#### [STATED TASK]
Rewrite the lines below as a Markdown table with the columns "No." and "Line", one row per line and blank lines left out. Leave the pictures out of the answer.

Raw records:
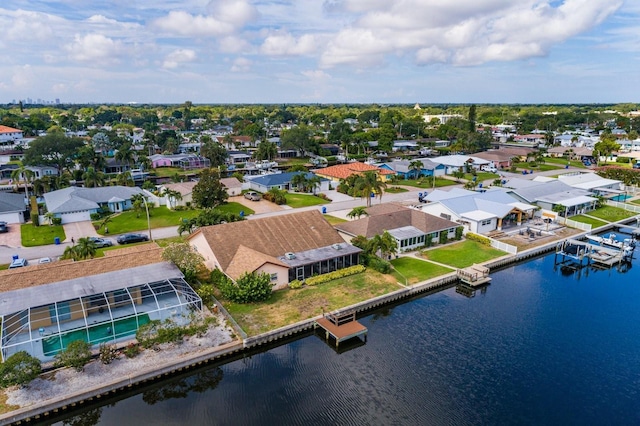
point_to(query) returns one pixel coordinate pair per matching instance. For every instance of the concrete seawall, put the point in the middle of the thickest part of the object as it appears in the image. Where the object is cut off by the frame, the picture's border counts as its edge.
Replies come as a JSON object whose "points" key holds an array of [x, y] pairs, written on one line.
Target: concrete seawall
{"points": [[55, 406]]}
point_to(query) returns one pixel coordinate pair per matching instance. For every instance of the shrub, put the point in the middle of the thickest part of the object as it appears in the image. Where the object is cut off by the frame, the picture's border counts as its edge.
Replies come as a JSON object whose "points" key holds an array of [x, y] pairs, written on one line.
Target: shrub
{"points": [[250, 287], [479, 238], [19, 369], [330, 276], [76, 355], [107, 353], [132, 350], [379, 265], [295, 284]]}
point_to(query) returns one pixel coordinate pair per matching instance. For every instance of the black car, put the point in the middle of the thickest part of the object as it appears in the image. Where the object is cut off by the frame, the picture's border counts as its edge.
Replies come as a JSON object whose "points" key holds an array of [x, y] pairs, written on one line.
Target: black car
{"points": [[101, 242], [132, 238]]}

#### [OUTPUT FOR THIS EXERCISE]
| No. | Line |
|---|---|
| 1 | point_to(query) returns one pixel coordinate pair per matching instance. For every instance of the concrete seawall, put the point in the middle of the thickest part of the object as it appears in the image. Where the object is cut off by the frame, the picture's border counts as its edge. |
| 2 | Replies come as a JSON object whose "points" key holds an array of [x, y] pairs, written on one line. |
| 3 | Target: concrete seawall |
| 4 | {"points": [[55, 406]]} |
| 5 | point_to(query) returns one pixel coordinate pair per matching instance. For every instance of the shrub, put the point in the middle of the thickest part of the object as it appears in the image. Where the object is cut off by the frame, the picture's border counts as its edge. |
| 6 | Replies come as a JSON object whose "points" key holds an array of [x, y] pairs, written on one line. |
| 7 | Target: shrub |
| 8 | {"points": [[250, 287], [479, 238], [19, 369], [330, 276], [76, 355], [107, 353], [132, 350], [379, 265], [295, 284]]} |
| 9 | point_to(query) returns one pixel coordinate pair per matching instance. For every instance of the black car, put the point in the middle of the thickest part of the object as it appears in the image. Where the object is cut off by the frame, the picture's border counts as its edge. |
| 10 | Replies come as a JSON object whose "points" key holds an array of [x, y] pairs, written on one line. |
| 11 | Target: black car |
| 12 | {"points": [[101, 242], [132, 238]]} |